_AIM OF THE TASK_
Every line of the data is to be transcribed without error.

(DATA SUPPLIED Opens)

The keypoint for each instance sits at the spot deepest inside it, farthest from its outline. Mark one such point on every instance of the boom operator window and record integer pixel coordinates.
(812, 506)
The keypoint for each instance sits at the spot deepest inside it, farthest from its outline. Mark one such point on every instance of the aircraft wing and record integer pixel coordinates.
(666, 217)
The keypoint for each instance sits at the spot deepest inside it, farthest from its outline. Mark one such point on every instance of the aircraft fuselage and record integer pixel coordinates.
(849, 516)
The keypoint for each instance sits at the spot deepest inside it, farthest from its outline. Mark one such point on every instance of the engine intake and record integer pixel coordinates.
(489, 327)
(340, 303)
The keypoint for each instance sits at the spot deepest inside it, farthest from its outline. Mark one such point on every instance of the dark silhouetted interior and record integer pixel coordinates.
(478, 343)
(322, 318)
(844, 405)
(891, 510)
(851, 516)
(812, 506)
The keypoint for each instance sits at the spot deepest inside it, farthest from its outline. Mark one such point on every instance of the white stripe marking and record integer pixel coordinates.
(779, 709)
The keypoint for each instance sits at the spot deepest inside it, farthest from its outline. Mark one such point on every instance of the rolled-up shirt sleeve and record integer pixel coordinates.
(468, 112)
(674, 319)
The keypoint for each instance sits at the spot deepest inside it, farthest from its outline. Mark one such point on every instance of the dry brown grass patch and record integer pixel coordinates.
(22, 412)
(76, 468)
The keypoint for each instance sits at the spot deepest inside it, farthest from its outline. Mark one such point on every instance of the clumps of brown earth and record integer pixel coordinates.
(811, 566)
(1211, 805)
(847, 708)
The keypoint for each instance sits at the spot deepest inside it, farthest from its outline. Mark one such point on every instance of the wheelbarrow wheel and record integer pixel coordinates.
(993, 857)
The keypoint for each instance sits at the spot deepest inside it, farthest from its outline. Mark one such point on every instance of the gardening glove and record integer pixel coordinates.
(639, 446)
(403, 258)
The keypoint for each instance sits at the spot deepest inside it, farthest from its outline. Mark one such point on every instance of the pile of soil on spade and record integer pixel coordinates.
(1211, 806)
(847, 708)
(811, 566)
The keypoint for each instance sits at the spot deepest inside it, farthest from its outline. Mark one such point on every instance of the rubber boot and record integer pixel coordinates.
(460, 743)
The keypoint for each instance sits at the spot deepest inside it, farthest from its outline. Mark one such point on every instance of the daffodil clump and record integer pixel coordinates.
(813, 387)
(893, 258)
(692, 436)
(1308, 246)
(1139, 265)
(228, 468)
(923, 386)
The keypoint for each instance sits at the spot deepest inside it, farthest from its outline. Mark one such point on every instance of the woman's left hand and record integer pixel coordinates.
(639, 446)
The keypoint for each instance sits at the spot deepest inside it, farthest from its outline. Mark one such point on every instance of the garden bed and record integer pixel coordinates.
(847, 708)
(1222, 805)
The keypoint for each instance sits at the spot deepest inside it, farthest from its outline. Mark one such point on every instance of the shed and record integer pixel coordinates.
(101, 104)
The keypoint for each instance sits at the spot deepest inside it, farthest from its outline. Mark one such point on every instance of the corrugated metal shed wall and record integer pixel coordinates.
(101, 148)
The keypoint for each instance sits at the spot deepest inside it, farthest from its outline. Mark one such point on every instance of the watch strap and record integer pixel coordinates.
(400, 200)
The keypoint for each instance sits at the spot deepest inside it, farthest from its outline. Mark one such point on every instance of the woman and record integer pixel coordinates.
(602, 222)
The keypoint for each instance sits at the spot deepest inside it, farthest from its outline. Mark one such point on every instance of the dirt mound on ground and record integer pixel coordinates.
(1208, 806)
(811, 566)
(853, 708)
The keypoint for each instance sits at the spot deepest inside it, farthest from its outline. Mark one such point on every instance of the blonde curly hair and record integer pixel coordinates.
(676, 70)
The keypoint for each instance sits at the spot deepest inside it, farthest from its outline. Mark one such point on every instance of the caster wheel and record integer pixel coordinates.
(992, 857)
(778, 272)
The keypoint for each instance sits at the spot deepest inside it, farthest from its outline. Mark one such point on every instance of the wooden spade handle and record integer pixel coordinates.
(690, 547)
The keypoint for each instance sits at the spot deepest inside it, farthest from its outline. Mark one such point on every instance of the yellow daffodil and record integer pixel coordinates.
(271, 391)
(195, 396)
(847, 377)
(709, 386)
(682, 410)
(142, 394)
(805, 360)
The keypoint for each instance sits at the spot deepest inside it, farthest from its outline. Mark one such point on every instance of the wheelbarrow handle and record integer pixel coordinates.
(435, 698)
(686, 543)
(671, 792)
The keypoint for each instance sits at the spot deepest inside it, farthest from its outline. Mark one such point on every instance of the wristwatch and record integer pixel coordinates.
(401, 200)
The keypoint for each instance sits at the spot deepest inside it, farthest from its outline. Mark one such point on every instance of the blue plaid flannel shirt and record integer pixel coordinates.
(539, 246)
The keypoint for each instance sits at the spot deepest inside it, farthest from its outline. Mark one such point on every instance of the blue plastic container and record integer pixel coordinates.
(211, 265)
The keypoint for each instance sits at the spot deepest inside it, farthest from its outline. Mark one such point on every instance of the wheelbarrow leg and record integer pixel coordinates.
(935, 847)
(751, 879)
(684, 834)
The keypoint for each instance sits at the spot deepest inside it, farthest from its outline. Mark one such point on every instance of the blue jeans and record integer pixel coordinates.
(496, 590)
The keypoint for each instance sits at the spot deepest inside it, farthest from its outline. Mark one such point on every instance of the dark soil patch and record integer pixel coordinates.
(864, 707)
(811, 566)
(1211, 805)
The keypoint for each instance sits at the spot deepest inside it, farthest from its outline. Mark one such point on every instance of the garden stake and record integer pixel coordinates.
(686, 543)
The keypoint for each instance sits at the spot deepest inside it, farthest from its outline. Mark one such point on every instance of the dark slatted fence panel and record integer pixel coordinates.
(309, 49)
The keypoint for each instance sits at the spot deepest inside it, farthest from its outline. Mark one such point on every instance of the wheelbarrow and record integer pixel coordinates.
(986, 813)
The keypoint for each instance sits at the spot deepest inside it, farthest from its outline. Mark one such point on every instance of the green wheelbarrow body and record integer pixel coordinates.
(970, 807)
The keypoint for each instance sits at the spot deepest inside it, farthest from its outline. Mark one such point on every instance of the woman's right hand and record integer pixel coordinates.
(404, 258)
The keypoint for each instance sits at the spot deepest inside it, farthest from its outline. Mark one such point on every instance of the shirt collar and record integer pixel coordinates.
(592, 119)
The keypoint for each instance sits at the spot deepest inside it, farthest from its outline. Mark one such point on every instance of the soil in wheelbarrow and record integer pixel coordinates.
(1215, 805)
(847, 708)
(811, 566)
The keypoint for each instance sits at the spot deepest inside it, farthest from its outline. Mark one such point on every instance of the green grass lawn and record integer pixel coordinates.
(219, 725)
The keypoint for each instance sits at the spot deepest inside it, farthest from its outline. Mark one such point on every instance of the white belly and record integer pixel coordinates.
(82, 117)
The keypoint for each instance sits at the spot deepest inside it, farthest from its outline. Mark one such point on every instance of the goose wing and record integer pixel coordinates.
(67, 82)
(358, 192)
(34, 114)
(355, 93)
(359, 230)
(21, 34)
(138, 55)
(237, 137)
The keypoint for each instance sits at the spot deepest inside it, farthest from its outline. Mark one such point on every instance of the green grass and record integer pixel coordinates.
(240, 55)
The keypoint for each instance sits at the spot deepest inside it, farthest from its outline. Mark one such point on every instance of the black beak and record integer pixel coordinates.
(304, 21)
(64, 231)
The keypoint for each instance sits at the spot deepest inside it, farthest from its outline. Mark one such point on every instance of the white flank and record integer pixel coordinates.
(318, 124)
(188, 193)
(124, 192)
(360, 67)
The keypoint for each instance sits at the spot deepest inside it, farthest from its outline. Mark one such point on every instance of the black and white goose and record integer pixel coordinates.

(DATA SUPPLIED Closes)

_RESPONSE_
The keypoint for each instance sits at the spot deepest inside it, farthest from its outline. Mark one such point on every instance of the boom operator window and record integer pixel coordinates.
(812, 506)
The keypoint for each instance sits at the spot deepest inside it, farthest from its outline. Mark one such point on every instance of the aircraft wing and record integer pixel coordinates.
(666, 217)
The keypoint for each instance sits at the spot deepest inside it, farthest from its outline. Mark one such point on every instance of the aircraft fuselage and record integer pixel coordinates.
(849, 516)
The keypoint for each instance sits at the spot deepest inside it, farthest from its outline. Mark one such point on every instance of the engine intake and record integer pixel coordinates.
(489, 327)
(340, 303)
The keypoint for each instance sits at the spot deepest inside it, farthest from its outline. Mark one such point on every instance of the dark silhouetted interior and record integer pixel coordinates.
(478, 343)
(322, 318)
(844, 405)
(891, 510)
(851, 516)
(812, 506)
The keypoint for each instance sits at the spot deepest inside it, farthest from its outline. Mark one such point on every instance of the white stripe marking and record integer pixel coordinates.
(779, 709)
The keypoint for each instance sits at the spot deepest inside it, farthest from its outline. Mark one such point on every instance of the rolled-up shirt sleeve and record integer pixel coordinates.
(468, 112)
(674, 319)
The keypoint for each instance sits at the spot deepest inside it, farthest from its outline. Mark one such point on every instance of the dry brown grass patch and record integer pixel coordinates.
(22, 412)
(76, 468)
The keypoint for each instance sits at the spot deepest inside it, farthest from its outline. Mark one such point on every instance of the clumps of brown earth and record integer pixel coordinates.
(811, 566)
(1211, 805)
(847, 708)
The keypoint for each instance sits at the spot deepest inside it, farthest from its outline. Mark one such point on every instance of the wheelbarrow wheel and record integer pixel coordinates.
(993, 857)
The keypoint for each instance sits at the spot deepest inside it, farthest from its outline. Mark one such point on every instance of the gardening glove and record integer pixel coordinates.
(639, 446)
(403, 258)
The keypoint for each instance sits at the spot deepest inside it, farthest from its outline. Mark one such point on every instance of the pile of soil on spade and record integer pixel coordinates.
(1211, 806)
(847, 708)
(811, 566)
The keypoint for each instance sits at the spot deepest inside it, farthest from its outline. Mark one such point on every instance of the rubber boot and record integer pixel coordinates.
(460, 743)
The keypoint for each instance sits at the spot deepest inside it, farthest from its outline. Mark one such point on every instance of the daffodil clump and record integer pixel coordinates.
(813, 387)
(893, 258)
(692, 436)
(1308, 246)
(1139, 265)
(228, 468)
(923, 386)
The keypoint for each instance sits at the spot deepest inside it, farthest from its outline. Mark one such point on every instance of the woman's left hand and record integer pixel coordinates.
(639, 446)
The keypoint for each instance sits at the spot deepest inside it, farthest from its outline. Mark one such point on every instance of the garden bed and record integer pixel coordinates.
(847, 708)
(1222, 805)
The keypoint for each instance sits at the spot deepest inside it, farthest from its outline. Mark one such point on every instance of the shed and record integer pixel coordinates.
(101, 104)
The keypoint for each instance sits at the spot deepest inside it, farthest from its outline. Mark one such point on every instance of the corrugated metal shed wall and record integer pixel coordinates.
(101, 148)
The keypoint for each instance sits at the spot deepest inside it, farthest from its outline. Mark one such point on every instance of the watch strap and record integer pixel coordinates.
(400, 200)
The keypoint for each instance sits at the spot deepest inside it, farthest from its outline. Mark one such point on every instance of the woman and record integer pixel coordinates.
(602, 222)
The keypoint for each instance sits at the spot deepest inside it, farthest from its outline. Mark one such point on every instance of the dirt mound on ground and record integer pixel coordinates.
(1208, 806)
(811, 566)
(853, 708)
The keypoint for each instance sits at the spot deepest inside it, farthest from its outline. Mark one such point on every instance of the blonde curly hair and record integer pixel coordinates.
(676, 70)
The keypoint for each instance sits at the spot deepest inside it, farthest from its outline. Mark one such point on every instance of the caster wheel and record integer pixel coordinates.
(992, 857)
(778, 272)
The keypoint for each instance sits at the spot deepest inside it, farthest from its outline. Mark one such point on every instance of the wooden spade handle and record integer pixel coordinates.
(690, 547)
The keypoint for each instance sits at the spot deepest inside it, farthest from its outline. Mark one such point on every instance of the yellow daffodil and record integer pixel coordinates.
(271, 391)
(195, 396)
(847, 377)
(709, 386)
(682, 410)
(142, 394)
(805, 360)
The keypoint for each instance sits at the spot deepest inside it, farthest from its outline. Mark one such point on every instance of the wheelbarrow handle and record integer pixel coordinates.
(435, 698)
(686, 543)
(671, 792)
The keypoint for each instance sits at the spot deepest inside it, farthest from its outline. Mark one such point on every instance of the wristwatch and record integer pixel coordinates.
(401, 200)
The keypoint for each instance sits at the spot deepest inside it, farthest from its outline. Mark one such point on every instance of the blue plaid flannel shirt and record integer pixel coordinates.
(539, 246)
The keypoint for each instance sits at the spot deepest inside it, farthest from its outline. Mark one such point on every instance of the blue plastic container and record integer pixel coordinates.
(211, 265)
The keypoint for each instance sits at the spot deepest inside it, farthest from its outline. Mark one such point on every instance of the wheelbarrow leg and record integer pixel coordinates.
(935, 847)
(751, 879)
(684, 834)
The keypoint for each instance sits at the spot deepest inside it, farthest from its outline. Mark one such point on every instance of the blue jeans and record integer pixel coordinates.
(496, 590)
The keypoint for each instance sits at the spot deepest inside it, farthest from its outline. Mark one such point on every instance of the dark soil patch and record integer pixel coordinates.
(864, 707)
(811, 566)
(1211, 805)
The keypoint for each instance sits at the spot deepest inside it, farthest from its outline. Mark one such point on every instance of the garden stake and record integer pixel coordinates.
(686, 543)
The keypoint for each instance sits at the spot deepest inside it, farthest from its outline. Mark one such point on every instance of the dark slatted fence panel and record integer pixel coordinates.
(309, 49)
The keypoint for each instance sits at the spot deepest inside it, farthest from its outline. Mark one such point on every instance of the wheelbarrow and record integer pixel coordinates.
(986, 813)
The keypoint for each instance sits at the spot deepest inside it, farthest from its outline. Mark one such point on every instance of the green wheelbarrow body and record integer pixel coordinates.
(970, 807)
The keypoint for each instance sits at the spot deepest inside it, farthest from its outline. Mark one such point on every instance of the woman's right hand and record integer pixel coordinates.
(404, 258)
The keypoint for each instance sits at the spot deepest inside it, farthest from its outline. Mark one such point on every instance of the shirt collar and record integer pixel coordinates.
(592, 119)
The keypoint for each instance sits at the spot deepest inside it, farthest from its outline. Mark one such point on every instance of the soil in wheelbarrow and record integer pixel coordinates.
(1215, 805)
(847, 708)
(811, 566)
The keypoint for each instance sits at the spot deepest inside it, farthest from its outline. Mark one such point on every instance of the green grass lawn and record integer pixel coordinates.
(219, 725)
The keypoint for each instance sits at the spot deepest inside it, farthest from its outline. Mark one such point on every instance of the white belly and record integer pixel coordinates.
(82, 117)
The keypoint for each instance sits at the spot deepest inside it, farthest from its outline. Mark one such point on every instance of the goose wing and record integer pixel coordinates.
(67, 82)
(358, 192)
(34, 114)
(355, 93)
(359, 230)
(21, 34)
(138, 55)
(237, 137)
The keypoint for each instance sits at the spot deepest inside it, farthest from its outline. Mark one such point on every instance of the green grass and record integer pixel coordinates.
(240, 55)
The keypoint for each instance sits at the spot deepest inside it, farthest from its outline. Mark one such point on every instance of the black beak and record integer pixel coordinates.
(304, 21)
(64, 231)
The keypoint for each instance sits at the spot deepest inside it, farthest from its outline. Mark one such point on every instance of the white flank and record integer pixel coordinates.
(318, 124)
(188, 193)
(124, 192)
(360, 67)
The keypoint for each instance sits at the spot deepest inside it, farthest from its outline. Mark one such point on every instance of the black and white goose and record integer pixel coordinates.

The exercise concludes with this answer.